* WRITTEN REQUEST *
Repeat the lines below exactly, starting with the line that contains "Tell me if any chrome rear" and going on through the last line.

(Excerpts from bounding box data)
□ □ □ □ □ □ □
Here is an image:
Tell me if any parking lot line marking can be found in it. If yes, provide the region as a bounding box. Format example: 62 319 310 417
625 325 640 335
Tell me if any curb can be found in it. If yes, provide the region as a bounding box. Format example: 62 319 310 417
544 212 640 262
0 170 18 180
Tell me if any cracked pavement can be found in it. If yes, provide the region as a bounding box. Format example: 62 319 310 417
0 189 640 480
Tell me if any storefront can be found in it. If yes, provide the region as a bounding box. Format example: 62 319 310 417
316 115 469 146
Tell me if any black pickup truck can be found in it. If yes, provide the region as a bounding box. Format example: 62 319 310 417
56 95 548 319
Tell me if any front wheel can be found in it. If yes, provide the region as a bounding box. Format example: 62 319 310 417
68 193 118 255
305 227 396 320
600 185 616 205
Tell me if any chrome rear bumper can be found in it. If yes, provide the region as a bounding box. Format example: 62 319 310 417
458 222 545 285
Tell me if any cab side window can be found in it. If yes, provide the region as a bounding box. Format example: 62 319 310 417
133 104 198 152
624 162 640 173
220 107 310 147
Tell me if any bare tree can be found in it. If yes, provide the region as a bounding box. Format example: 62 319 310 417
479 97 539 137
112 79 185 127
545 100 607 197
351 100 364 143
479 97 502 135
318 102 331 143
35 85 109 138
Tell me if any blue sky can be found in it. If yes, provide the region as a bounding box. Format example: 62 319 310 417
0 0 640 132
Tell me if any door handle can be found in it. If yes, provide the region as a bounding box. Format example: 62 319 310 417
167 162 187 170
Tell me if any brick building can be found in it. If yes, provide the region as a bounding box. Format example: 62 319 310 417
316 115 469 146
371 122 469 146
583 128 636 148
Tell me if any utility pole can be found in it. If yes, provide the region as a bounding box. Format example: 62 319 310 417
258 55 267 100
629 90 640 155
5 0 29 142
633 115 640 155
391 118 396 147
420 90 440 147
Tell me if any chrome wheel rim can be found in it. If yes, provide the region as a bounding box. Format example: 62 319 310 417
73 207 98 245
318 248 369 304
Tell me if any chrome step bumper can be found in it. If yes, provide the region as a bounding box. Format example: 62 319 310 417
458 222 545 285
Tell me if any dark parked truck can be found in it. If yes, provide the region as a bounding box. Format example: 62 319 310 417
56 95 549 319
□ □ □ □ □ □ □
* SOLUTION TO THE EXERCISE *
Tell me if any chrome rear bumper can be found in it. If yes, provide the region as a bounding box. Format example: 62 319 310 417
458 222 545 285
Tell me if any cab side window can be found in it. If yes, provide the region as a bounding box. Format example: 62 319 310 417
133 104 198 152
624 162 640 173
220 107 310 147
Tell me if any bare tree can be found in it. If yes, provide the region as a bounding box. Format example: 62 319 310 417
479 97 539 137
112 79 185 127
545 100 607 197
351 100 364 143
479 97 502 135
318 102 331 143
35 85 109 138
Tell me if any blue sky can be found in it. If yes, provide the region as a bounding box. Format example: 62 319 310 417
0 0 640 132
Tell me if any door handle can be found in it. If yes, provide the region as a bounding box. Format example: 62 319 310 417
167 162 187 170
Tell me if any brick building can be found in it. If yes, provide the region as a bounding box. Format example: 62 319 310 417
316 115 469 146
371 122 469 146
583 128 636 148
Tell me if any utility pole can be found in it. If yes, provide the region as a bounding box. Format example: 62 319 310 417
258 55 267 100
629 90 640 155
5 0 29 142
633 115 640 155
391 118 396 147
420 90 440 147
Tell me if any chrome wheel rim can be found in it. If yes, provide the region as a bounding box. Format example: 62 319 310 417
73 207 98 245
318 248 369 304
Tell me if any chrome step bumper can be found in it. If yes, provide the region as a bounding box. Format example: 62 319 310 417
458 222 545 285
Tell me if any dark parked truck can be found in it. If yes, provide the region as a bounding box. Format example: 62 319 310 417
56 95 549 319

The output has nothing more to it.